**Description of the task**. Output every one of the records below unchanged, line for line.
─── Items
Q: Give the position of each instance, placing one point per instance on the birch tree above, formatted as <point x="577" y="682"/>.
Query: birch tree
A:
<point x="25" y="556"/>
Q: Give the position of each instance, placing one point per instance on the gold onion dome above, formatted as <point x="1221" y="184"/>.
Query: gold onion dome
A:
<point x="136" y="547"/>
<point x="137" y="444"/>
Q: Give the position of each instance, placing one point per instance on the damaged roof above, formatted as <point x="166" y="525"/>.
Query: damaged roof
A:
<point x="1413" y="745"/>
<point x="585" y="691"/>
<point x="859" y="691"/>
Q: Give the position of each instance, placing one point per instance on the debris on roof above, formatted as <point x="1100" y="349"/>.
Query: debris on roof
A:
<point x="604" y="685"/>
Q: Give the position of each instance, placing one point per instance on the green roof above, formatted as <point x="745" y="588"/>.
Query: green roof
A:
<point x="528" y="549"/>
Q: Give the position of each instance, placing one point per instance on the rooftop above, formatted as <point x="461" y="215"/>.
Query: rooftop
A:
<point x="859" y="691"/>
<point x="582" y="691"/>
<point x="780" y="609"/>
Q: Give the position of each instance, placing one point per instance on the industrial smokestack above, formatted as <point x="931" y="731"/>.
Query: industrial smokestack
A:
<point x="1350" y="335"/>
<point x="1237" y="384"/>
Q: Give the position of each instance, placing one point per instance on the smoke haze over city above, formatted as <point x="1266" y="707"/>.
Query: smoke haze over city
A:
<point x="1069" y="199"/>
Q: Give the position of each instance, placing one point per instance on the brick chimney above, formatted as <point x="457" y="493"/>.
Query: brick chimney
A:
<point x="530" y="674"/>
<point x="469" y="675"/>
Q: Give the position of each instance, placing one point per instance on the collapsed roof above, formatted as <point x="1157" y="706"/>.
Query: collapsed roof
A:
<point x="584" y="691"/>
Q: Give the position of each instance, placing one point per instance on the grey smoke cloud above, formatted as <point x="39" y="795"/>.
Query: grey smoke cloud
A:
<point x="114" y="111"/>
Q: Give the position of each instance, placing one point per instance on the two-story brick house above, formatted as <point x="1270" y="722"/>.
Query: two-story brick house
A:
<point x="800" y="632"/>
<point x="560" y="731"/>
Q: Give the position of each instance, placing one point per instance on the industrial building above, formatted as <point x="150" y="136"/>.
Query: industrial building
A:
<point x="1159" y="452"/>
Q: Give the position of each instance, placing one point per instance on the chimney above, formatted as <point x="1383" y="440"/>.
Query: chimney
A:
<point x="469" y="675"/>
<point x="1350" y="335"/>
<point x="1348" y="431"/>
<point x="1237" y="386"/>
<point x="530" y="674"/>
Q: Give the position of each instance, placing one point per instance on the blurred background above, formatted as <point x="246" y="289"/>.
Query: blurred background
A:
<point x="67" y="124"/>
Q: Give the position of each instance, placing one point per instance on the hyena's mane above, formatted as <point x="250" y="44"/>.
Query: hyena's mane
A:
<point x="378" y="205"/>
──────
**Result below**.
Q: Give the position of each instance, placing one point per instance on the birch tree above, formatted as <point x="577" y="682"/>.
Query: birch tree
A:
<point x="25" y="556"/>
Q: Give the position of each instance, placing one point per instance on the gold onion dome above, formatted as <point x="1221" y="184"/>.
Query: gold onion dome
A:
<point x="136" y="547"/>
<point x="137" y="444"/>
Q: Give the position of each instance, placing one point per instance on the damaged roof above, formatted as <point x="166" y="525"/>.
Query: damaged roof
A:
<point x="1413" y="745"/>
<point x="585" y="691"/>
<point x="859" y="691"/>
Q: Give the position of each instance, placing one point per instance on the debris on roof above, formatted as <point x="1100" y="349"/>.
Query: debris on roof
A:
<point x="604" y="685"/>
Q: Give the position of each instance, placing one point per instance on the green roof above, formatted as <point x="745" y="588"/>.
Query: green roof
A:
<point x="528" y="549"/>
Q: Give the position of each instance, placing one point per instance on the rooftop above, formatted as <point x="461" y="215"/>.
Query: rooftop
A:
<point x="859" y="691"/>
<point x="582" y="691"/>
<point x="780" y="609"/>
Q: Give the position of each instance, placing one point per instance on the industrial smokestack above, formatted as <point x="931" y="731"/>.
Query: industrial smokestack
A:
<point x="1350" y="335"/>
<point x="1237" y="384"/>
Q: Give the position of each instance, placing one point per instance on the smoke haze over city above, formatted as <point x="1266" y="707"/>.
Query: smoke haze over city
A:
<point x="1069" y="199"/>
Q: Give the position of each instance, placing one point per instance on the brick chimney above, formatted as <point x="457" y="493"/>.
Query: brick chimney
A:
<point x="530" y="674"/>
<point x="469" y="675"/>
Q: Give the position of each instance, placing one point per instance on the collapsed roof above, formatted as <point x="1157" y="706"/>.
Query: collapsed roof
A:
<point x="584" y="691"/>
Q: Give the position of each instance, placing one point per instance on the grey smoke cloud above, formatted as <point x="39" y="795"/>.
Query: grey smoke cloud
A:
<point x="114" y="111"/>
Q: Give the position of each instance, placing one point per instance on the two-story brick house above, formatted as <point x="1270" y="722"/>.
Query: two-story brick house
A:
<point x="800" y="632"/>
<point x="560" y="731"/>
Q: Give the position of each instance, placing one point per instance on the industrial building above, formatted as <point x="150" y="136"/>.
Query: industrial building
A:
<point x="1159" y="452"/>
Q: Give the position of each instance, placing one point per instance on the chimney above, formatted as <point x="1383" y="440"/>.
Query: chimney
A:
<point x="469" y="675"/>
<point x="1350" y="335"/>
<point x="1348" y="431"/>
<point x="1237" y="386"/>
<point x="530" y="674"/>
Q: Give the position of each instance, placing one point per instance on the blurred background above, formatted as <point x="246" y="289"/>.
Query: blurred background
A:
<point x="67" y="124"/>
Q: Give the position of each instance, placing one point per instance on the hyena's mane above, formatted as <point x="250" y="44"/>.
Query: hyena's mane
A:
<point x="378" y="205"/>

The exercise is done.